*Input*
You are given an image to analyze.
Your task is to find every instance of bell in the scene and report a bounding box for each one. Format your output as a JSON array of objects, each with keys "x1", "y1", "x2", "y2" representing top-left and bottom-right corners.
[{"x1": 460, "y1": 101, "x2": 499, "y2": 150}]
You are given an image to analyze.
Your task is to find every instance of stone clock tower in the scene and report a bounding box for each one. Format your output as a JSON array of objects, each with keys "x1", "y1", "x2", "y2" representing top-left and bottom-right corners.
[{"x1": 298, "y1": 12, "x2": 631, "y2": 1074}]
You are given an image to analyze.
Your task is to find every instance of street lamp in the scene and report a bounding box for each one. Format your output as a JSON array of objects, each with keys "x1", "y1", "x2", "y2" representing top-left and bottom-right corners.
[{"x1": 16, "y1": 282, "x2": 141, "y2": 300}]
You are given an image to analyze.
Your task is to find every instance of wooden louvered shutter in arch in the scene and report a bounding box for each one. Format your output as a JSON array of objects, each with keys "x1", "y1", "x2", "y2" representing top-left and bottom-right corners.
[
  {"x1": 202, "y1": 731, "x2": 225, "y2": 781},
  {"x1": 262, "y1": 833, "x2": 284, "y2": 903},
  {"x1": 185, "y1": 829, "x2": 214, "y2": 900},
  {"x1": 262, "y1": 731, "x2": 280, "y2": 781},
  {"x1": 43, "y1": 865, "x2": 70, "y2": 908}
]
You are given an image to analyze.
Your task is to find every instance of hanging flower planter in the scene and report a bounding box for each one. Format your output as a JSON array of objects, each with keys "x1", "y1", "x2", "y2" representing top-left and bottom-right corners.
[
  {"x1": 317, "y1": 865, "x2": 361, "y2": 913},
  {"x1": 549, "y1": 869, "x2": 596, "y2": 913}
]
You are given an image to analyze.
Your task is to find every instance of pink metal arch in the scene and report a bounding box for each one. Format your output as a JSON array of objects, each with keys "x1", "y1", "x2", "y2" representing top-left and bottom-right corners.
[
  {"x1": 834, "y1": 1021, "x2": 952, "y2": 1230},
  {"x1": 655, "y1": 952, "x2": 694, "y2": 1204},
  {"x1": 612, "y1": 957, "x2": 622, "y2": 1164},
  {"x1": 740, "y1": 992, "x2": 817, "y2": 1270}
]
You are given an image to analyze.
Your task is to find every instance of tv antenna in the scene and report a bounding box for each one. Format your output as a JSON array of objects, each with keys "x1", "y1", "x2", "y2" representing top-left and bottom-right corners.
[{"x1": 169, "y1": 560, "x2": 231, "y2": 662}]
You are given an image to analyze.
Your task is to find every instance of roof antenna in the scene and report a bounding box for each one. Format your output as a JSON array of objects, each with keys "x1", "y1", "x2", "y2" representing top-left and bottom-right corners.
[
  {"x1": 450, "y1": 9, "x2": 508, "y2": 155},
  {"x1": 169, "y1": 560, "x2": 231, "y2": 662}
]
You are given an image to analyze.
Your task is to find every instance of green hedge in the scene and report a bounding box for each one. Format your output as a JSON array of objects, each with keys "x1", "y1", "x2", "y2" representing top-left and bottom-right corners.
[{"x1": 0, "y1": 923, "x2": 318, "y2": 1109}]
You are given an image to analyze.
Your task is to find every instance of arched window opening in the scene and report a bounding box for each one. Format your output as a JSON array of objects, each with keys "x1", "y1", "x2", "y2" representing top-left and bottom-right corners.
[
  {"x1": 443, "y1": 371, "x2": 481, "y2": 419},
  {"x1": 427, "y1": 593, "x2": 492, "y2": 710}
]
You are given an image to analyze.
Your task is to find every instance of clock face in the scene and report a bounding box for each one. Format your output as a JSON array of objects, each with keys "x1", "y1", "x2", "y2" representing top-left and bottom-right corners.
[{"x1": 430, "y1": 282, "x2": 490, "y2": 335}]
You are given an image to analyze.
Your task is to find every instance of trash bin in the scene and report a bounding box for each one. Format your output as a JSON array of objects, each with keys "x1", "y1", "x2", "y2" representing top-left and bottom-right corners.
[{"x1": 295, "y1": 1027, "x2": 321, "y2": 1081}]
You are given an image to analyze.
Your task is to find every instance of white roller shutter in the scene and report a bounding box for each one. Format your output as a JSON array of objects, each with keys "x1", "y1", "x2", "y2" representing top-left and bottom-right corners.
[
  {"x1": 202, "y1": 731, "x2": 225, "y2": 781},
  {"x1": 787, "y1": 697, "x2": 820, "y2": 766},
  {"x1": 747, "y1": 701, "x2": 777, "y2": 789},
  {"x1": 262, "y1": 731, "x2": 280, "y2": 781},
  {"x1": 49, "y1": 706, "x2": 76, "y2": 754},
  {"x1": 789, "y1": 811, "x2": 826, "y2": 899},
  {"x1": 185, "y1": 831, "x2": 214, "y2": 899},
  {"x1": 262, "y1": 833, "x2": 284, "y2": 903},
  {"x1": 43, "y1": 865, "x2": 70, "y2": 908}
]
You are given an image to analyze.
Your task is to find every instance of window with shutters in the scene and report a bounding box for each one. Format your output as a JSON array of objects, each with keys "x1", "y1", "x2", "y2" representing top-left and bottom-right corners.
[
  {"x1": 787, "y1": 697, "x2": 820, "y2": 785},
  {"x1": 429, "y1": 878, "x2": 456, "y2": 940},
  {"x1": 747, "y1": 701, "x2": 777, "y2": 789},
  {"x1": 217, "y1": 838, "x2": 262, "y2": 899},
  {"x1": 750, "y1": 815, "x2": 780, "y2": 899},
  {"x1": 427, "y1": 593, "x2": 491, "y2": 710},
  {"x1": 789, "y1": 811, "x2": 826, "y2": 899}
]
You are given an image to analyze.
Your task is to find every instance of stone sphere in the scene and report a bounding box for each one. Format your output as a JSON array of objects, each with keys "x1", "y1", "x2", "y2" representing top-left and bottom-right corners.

*Given task*
How many lines in the items above contain the word "hanging"? Count them and give only the number.

*Complete output*
1